* Task
A word-for-word retyping of the listing is the goal.

* Listed records
[Start of section]

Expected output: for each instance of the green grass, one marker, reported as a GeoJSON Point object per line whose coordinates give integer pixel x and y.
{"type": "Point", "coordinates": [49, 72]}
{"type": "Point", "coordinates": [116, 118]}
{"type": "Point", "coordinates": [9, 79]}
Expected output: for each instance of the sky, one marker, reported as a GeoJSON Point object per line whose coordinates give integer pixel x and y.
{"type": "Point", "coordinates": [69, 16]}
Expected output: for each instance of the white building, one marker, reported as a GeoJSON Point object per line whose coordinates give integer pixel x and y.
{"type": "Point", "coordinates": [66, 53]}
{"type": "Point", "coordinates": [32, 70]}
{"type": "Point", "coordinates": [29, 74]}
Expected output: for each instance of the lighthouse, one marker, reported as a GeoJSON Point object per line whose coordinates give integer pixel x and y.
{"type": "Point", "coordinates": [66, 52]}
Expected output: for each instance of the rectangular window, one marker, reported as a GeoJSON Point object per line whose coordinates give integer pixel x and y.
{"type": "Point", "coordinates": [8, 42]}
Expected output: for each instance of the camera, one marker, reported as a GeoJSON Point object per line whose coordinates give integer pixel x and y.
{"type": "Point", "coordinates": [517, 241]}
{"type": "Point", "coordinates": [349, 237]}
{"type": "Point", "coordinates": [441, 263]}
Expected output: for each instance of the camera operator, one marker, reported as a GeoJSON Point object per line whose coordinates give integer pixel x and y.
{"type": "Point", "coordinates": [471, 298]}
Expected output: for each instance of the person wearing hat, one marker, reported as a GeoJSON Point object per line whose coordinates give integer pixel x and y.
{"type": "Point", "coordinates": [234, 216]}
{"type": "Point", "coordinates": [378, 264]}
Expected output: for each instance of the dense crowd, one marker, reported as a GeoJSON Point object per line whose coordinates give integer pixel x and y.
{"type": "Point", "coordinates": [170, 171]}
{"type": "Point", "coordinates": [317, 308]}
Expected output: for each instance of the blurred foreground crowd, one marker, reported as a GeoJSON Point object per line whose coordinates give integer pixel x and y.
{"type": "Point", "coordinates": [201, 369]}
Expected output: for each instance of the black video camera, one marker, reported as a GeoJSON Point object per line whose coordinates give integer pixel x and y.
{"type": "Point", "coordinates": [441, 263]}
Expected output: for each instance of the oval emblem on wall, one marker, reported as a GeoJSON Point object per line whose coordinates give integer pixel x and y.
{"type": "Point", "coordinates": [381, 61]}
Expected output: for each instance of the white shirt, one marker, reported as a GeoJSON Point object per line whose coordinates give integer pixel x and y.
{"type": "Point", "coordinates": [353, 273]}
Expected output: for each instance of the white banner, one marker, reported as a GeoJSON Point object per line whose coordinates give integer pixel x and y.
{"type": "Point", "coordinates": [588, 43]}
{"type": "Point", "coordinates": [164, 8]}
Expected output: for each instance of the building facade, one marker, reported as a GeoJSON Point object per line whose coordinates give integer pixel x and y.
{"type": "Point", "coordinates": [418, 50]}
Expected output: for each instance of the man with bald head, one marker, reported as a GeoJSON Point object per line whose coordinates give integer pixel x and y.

[End of section]

* Solution for this task
Expected output: for each instance of the green grass, one marker, reported as a GeoJSON Point object per line whose coordinates give integer pixel x and y.
{"type": "Point", "coordinates": [49, 72]}
{"type": "Point", "coordinates": [116, 118]}
{"type": "Point", "coordinates": [9, 79]}
Expected output: for each instance of the sky, one marker, reported as a GeoJSON Point object per line whose coordinates give integer pixel x and y.
{"type": "Point", "coordinates": [69, 16]}
Expected output: for each instance of the white building, one marker, reported as a GeoJSON Point object per line whose coordinates give integer pixel x and y.
{"type": "Point", "coordinates": [66, 53]}
{"type": "Point", "coordinates": [32, 70]}
{"type": "Point", "coordinates": [29, 74]}
Expected output: for each instance of the lighthouse, one marker, reported as a GeoJSON Point object per line whose coordinates give integer pixel x and y.
{"type": "Point", "coordinates": [66, 52]}
Expected output: for each instance of the rectangular window, one marker, reported as a GeoJSON Point object per line whose coordinates give integer pixel x and y.
{"type": "Point", "coordinates": [8, 42]}
Expected output: for each instance of the camera, one marker, reported as a GeoJSON Point object per line whose coordinates give integer pixel x and y.
{"type": "Point", "coordinates": [517, 241]}
{"type": "Point", "coordinates": [349, 237]}
{"type": "Point", "coordinates": [441, 263]}
Expected output: for each instance of the camera operator, one marker, reported as a GeoJSON Point object per line whose coordinates give integer pixel x and y.
{"type": "Point", "coordinates": [471, 298]}
Expected output: for each instance of the person wearing hat, one marker, reported as a GeoJSON Point object per line whose coordinates give integer pixel x and y.
{"type": "Point", "coordinates": [234, 216]}
{"type": "Point", "coordinates": [378, 264]}
Expected output: for each instance of the dense crowd, one marker, reported as a GeoJSON Point object per line whose coordinates give integer pixel x and y.
{"type": "Point", "coordinates": [170, 171]}
{"type": "Point", "coordinates": [317, 308]}
Expected output: for each instance of the blurred foreground crowd, one marker, reported as a GeoJSON Point object per line whose coordinates give integer pixel x and y.
{"type": "Point", "coordinates": [201, 369]}
Expected output: for each instance of the black video camera, one marker, reported as a GeoJSON Point object per line whose coordinates give integer pixel x and y.
{"type": "Point", "coordinates": [441, 263]}
Expected output: for each instance of the oval emblem on wall, one marker, reported as a GeoJSON Point object per line whose coordinates give integer pixel x and y.
{"type": "Point", "coordinates": [381, 61]}
Expected output: for each instance of the white shirt, one marker, reported as a GeoJSON Point object per line whose coordinates give integer pixel x and y.
{"type": "Point", "coordinates": [353, 273]}
Expected output: for each instance of the white banner, one marker, reported as a GeoJSON Point object per line whose coordinates give integer pixel x and y.
{"type": "Point", "coordinates": [588, 43]}
{"type": "Point", "coordinates": [164, 8]}
Expected output: for each instance of the building facade, one marker, reported as a GeoJSON Point object per line whose coordinates give integer pixel x and y.
{"type": "Point", "coordinates": [418, 50]}
Expected output: for each instance of the man with bald head, one marker, reported as a GeoJSON Point object per line whose coordinates give integer pixel x and y.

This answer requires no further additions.